Provided passage:
• • • • •
Informative line

### Different Tests On Series And P Series

Learn rules of convergence & divergence test series, integral test for convergence. Practice convergence and divergence of 'P' series.

# Theorem on Convergence of a Series, Test of Divergence

• If the series $$\sum\limits_{n=1} ^\infty\; a_n$$ converges then $$\lim\limits _{n\to \infty}\; a_n = 0$$
• This means that the terms of a converging series must be very close to 0 for very large values of n.
• This will not mean that if $$\lim\limits _{n\to \infty }\; a_n = 0$$ then series converges. If $$\lim\limits _{n\to \infty }\; a_n = 0$$ then the series may or may not converge.
• If $$\lim\limits _{n\to \infty }\; a_n$$  does not exist or if $$\lim\limits _{n\to \infty }\; a_n \neq 0$$  then series $$\sum\limits_{n=1}^\infty \; a_n$$ is divergent.

e.g.   Consider the series

$$\sum \limits _{n=1}^\infty\dfrac{n-2}{4n + 5} ,$$ this series is divergent as

$$\lim\limits _{n\to \infty} \; a_n = \lim\limits _{n\to \infty }\; \dfrac{n-2}{4n +5} = \lim\limits _{n\to \infty}\; \dfrac{1-\dfrac{2}{n}}{4+\dfrac{5}{n }}\;\;=\dfrac{1}{4}\; \neq\; 0$$

So if $$\lim\limits _{n\to \infty}\; a_n \neq 0$$ we say that the series $$\sum\limits ^\infty_{n=1}\; a_n$$ is divergent where as if $$\lim\limits _{n\to \infty }\; a_n = 0$$  nothing can be said about convergence or divergence of the series.
• • • • •
Entries provided:
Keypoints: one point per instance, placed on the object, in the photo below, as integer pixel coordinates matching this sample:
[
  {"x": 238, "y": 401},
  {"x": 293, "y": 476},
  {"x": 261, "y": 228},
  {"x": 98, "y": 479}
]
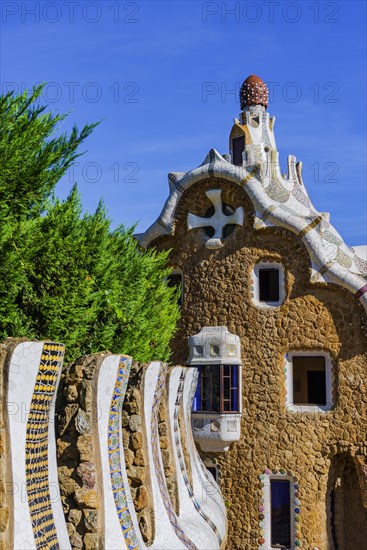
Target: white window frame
[
  {"x": 329, "y": 378},
  {"x": 265, "y": 524},
  {"x": 267, "y": 264}
]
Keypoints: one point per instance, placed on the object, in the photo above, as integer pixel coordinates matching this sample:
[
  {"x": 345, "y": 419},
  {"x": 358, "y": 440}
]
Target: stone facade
[
  {"x": 324, "y": 453},
  {"x": 78, "y": 454}
]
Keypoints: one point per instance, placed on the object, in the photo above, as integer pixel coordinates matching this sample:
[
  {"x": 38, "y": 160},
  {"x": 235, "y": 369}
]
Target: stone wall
[
  {"x": 217, "y": 292},
  {"x": 136, "y": 459},
  {"x": 78, "y": 453},
  {"x": 166, "y": 448}
]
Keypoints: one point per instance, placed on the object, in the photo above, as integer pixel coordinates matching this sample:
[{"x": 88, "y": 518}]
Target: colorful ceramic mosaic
[
  {"x": 265, "y": 478},
  {"x": 278, "y": 201},
  {"x": 114, "y": 450},
  {"x": 37, "y": 447},
  {"x": 181, "y": 459},
  {"x": 157, "y": 459}
]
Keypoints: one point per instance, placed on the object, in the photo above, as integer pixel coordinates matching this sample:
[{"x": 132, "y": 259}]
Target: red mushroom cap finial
[{"x": 254, "y": 92}]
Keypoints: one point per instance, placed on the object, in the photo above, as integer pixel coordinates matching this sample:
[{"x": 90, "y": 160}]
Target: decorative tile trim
[
  {"x": 37, "y": 449},
  {"x": 310, "y": 226},
  {"x": 114, "y": 450},
  {"x": 264, "y": 540},
  {"x": 157, "y": 460},
  {"x": 182, "y": 460},
  {"x": 361, "y": 291}
]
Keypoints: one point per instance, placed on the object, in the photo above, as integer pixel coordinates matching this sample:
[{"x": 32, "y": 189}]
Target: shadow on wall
[{"x": 346, "y": 511}]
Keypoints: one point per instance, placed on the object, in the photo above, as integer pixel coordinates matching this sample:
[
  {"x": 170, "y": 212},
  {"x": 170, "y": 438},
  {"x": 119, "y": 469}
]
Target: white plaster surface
[
  {"x": 165, "y": 537},
  {"x": 22, "y": 375},
  {"x": 192, "y": 522},
  {"x": 205, "y": 488}
]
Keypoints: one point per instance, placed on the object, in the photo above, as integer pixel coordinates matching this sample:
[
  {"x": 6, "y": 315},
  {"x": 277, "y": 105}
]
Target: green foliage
[{"x": 64, "y": 276}]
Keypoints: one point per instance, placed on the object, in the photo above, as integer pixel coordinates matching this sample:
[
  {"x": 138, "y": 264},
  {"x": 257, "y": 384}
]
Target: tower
[{"x": 274, "y": 317}]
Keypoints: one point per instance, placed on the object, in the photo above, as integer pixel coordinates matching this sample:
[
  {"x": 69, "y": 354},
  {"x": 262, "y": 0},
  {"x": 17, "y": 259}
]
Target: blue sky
[{"x": 161, "y": 76}]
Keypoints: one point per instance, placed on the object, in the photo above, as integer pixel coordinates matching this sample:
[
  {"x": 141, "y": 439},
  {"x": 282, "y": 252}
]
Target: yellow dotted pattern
[{"x": 38, "y": 490}]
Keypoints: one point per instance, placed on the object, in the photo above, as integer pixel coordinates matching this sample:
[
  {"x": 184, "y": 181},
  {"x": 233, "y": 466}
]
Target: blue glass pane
[{"x": 234, "y": 392}]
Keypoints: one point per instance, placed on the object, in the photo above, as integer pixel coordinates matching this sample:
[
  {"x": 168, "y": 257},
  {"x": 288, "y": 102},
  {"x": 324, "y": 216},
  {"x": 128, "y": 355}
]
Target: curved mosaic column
[
  {"x": 32, "y": 377},
  {"x": 205, "y": 489},
  {"x": 191, "y": 511},
  {"x": 169, "y": 533},
  {"x": 121, "y": 525}
]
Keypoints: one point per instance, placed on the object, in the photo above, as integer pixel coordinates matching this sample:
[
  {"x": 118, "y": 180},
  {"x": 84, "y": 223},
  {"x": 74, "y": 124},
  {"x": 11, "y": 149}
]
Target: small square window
[
  {"x": 217, "y": 389},
  {"x": 309, "y": 380},
  {"x": 269, "y": 285}
]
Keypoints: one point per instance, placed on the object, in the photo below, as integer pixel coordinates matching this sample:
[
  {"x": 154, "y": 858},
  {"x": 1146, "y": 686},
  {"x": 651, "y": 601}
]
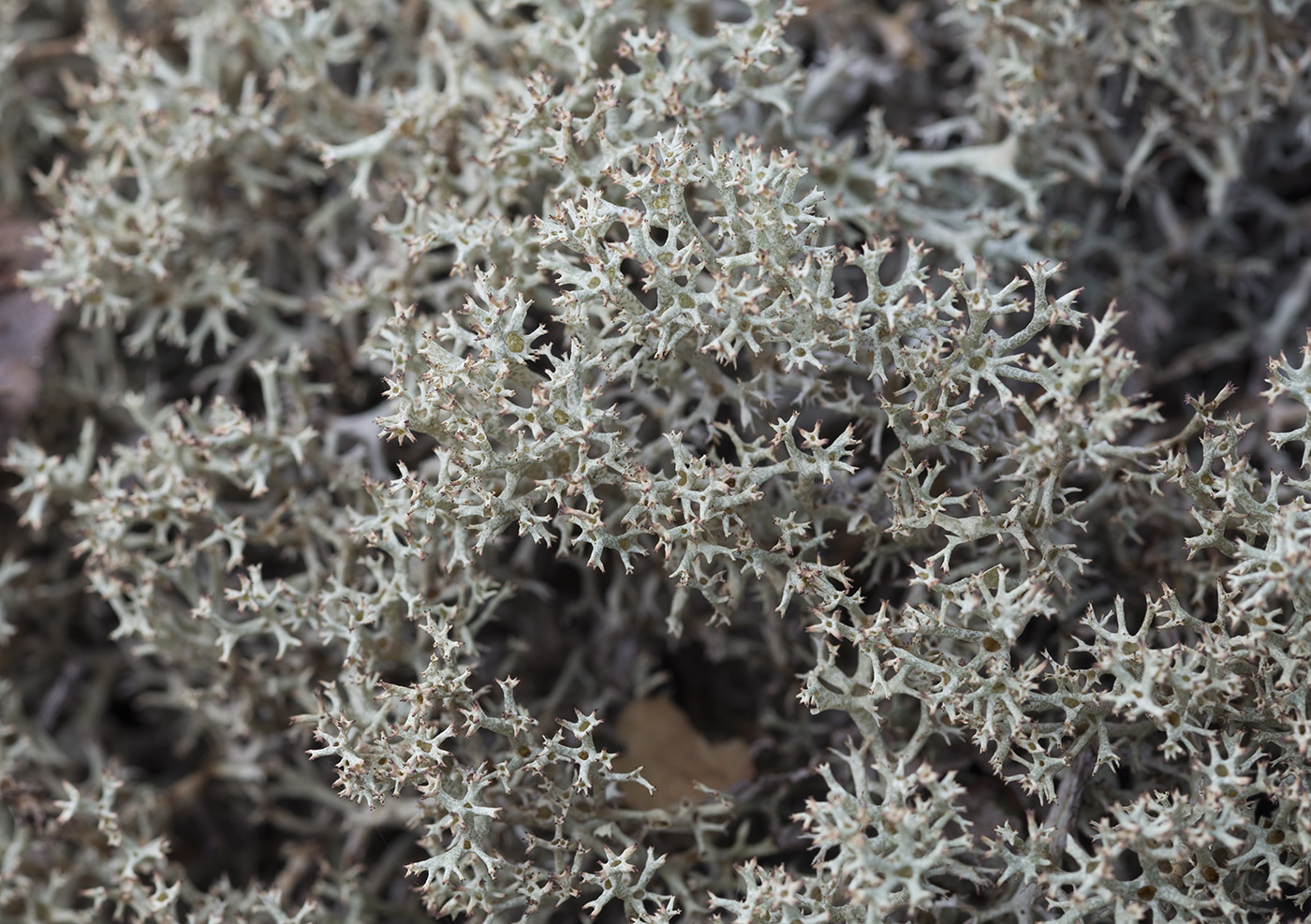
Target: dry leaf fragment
[
  {"x": 674, "y": 756},
  {"x": 26, "y": 327}
]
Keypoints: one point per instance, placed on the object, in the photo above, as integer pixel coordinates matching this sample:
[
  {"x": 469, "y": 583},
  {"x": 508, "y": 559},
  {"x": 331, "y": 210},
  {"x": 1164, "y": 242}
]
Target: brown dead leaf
[
  {"x": 674, "y": 756},
  {"x": 26, "y": 327}
]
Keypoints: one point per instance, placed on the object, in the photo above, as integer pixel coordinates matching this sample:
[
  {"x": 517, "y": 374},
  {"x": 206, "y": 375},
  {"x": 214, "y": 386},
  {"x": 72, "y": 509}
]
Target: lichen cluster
[{"x": 642, "y": 462}]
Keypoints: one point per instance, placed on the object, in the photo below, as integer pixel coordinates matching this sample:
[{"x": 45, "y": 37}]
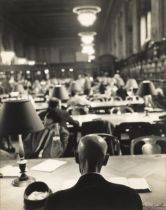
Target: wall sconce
[
  {"x": 87, "y": 37},
  {"x": 86, "y": 14},
  {"x": 7, "y": 57}
]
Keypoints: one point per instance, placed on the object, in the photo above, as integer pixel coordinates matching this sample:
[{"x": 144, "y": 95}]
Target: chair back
[
  {"x": 148, "y": 145},
  {"x": 125, "y": 132},
  {"x": 159, "y": 129},
  {"x": 121, "y": 110},
  {"x": 112, "y": 142},
  {"x": 96, "y": 126}
]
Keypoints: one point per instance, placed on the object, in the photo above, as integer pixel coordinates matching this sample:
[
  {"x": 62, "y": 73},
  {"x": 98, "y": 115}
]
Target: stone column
[
  {"x": 157, "y": 19},
  {"x": 136, "y": 26}
]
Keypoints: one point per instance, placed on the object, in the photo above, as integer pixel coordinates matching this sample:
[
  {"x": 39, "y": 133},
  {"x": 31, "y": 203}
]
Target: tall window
[{"x": 145, "y": 22}]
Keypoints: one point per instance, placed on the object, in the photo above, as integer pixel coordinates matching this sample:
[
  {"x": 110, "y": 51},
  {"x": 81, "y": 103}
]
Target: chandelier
[
  {"x": 87, "y": 37},
  {"x": 86, "y": 14},
  {"x": 7, "y": 57}
]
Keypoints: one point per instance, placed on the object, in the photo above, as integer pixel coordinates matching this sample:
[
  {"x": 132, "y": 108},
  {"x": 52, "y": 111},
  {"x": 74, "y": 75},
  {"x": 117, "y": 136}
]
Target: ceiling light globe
[{"x": 87, "y": 19}]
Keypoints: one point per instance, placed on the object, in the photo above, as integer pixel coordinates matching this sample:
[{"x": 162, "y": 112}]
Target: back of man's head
[
  {"x": 53, "y": 103},
  {"x": 91, "y": 153}
]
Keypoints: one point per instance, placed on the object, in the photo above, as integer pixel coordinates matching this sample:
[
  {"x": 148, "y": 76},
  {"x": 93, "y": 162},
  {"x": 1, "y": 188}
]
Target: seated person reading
[{"x": 92, "y": 191}]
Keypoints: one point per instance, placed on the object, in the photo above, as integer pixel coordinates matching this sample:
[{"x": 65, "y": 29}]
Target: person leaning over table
[{"x": 92, "y": 191}]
• • • • •
Task set:
1 > Using the page on the divergence test above, decide whether each statement agrees with it. Answer yes or no for each, and quote the deciding words.
(a) A limit of 0 for the terms guarantees that a series converges.
(b) The terms of a converging series must be very close to 0 for very large values of n.
(c) The introduction invites the reader to practice convergence and divergence of 'P' series.
2 > Reproduce the part of the page on the divergence test starting with "e.g.   Consider" and going on through "divergence of the series.".
3 > Answer these questions from the page on the divergence test above.
(a) Which test for convergence does the opening line name besides the rules of convergence and divergence?
(b) What is the heading of the section that states the theorem?
(c) According to the last sentence, what can be said about the series when the limit of its terms is 0?

Task results:
1 >
(a) No: "then the series may or may not converge."
(b) Yes: "the terms of a converging series must be very close to 0 for very large values of n."
(c) Yes: "Practice convergence and divergence of 'P' series."

2 >
e.g.   Consider the series

$$\sum \limits _{n=1}^\infty\dfrac{n-2}{4n + 5} ,$$ this series is divergent as

$$\lim\limits _{n\to \infty} \; a_n = \lim\limits _{n\to \infty }\; \dfrac{n-2}{4n +5} = \lim\limits _{n\to \infty}\; \dfrac{1-\dfrac{2}{n}}{4+\dfrac{5}{n }}\;\;=\dfrac{1}{4}\; \neq\; 0$$

So if $$\lim\limits _{n\to \infty}\; a_n \neq 0$$ we say that the series $$\sum\limits ^\infty_{n=1}\; a_n$$ is divergent where as if $$\lim\limits _{n\to \infty }\; a_n = 0$$  nothing can be said about convergence or divergence of the series.

3 >
(a) The integral test for convergence.
(b) "Theorem on Convergence of a Series, Test of Divergence"
(c) Nothing can be said about its convergence or divergence.